> What you have to do
Reproduce the lines from the start of the records through the one containing "pixel 290 290", scaling every coordinate in the answers by 2.15 and rounding each to a whole number, halves up. Keep the requests and their sample coordinates unchanged.

**** Records supplied

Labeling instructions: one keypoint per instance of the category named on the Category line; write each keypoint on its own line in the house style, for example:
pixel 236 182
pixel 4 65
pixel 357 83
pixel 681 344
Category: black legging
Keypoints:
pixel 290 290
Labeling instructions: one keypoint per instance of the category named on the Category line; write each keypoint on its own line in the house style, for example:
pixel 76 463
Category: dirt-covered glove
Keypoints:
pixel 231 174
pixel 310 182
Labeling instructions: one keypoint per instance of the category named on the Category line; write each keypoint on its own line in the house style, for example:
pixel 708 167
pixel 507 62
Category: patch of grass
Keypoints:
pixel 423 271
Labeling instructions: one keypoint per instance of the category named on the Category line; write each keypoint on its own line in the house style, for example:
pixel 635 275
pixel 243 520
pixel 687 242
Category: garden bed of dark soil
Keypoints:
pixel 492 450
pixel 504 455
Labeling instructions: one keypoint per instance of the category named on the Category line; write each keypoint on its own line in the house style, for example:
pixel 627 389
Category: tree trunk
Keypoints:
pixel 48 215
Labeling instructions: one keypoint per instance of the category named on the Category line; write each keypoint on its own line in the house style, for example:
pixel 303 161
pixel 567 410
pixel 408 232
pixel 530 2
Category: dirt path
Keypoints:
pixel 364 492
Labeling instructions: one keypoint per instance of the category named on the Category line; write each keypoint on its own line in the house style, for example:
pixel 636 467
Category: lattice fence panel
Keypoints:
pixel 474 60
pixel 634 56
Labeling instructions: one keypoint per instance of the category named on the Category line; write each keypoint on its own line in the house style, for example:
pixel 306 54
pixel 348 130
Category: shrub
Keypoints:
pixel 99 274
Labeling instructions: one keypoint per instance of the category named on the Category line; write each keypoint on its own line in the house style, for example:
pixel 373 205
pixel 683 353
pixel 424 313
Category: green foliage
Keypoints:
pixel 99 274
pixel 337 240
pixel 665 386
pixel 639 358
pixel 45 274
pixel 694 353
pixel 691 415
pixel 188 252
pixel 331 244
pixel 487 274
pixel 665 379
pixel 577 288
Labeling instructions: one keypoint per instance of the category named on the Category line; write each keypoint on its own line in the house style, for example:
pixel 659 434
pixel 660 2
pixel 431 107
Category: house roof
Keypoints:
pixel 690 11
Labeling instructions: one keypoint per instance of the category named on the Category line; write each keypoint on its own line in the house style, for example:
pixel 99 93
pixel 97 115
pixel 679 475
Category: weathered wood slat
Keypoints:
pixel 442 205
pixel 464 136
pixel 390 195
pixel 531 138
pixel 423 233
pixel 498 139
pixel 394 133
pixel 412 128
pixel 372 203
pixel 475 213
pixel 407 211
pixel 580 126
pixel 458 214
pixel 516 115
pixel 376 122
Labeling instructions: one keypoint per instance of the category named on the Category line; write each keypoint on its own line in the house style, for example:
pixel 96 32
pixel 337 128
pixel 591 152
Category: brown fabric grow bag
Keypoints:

********

> Answer for the task
Labeling instructions: one keypoint per instance of the category named on the Category line; write each keypoint on its own line in the house style, for example:
pixel 236 182
pixel 4 65
pixel 357 83
pixel 681 344
Category: black legging
Keypoints:
pixel 624 624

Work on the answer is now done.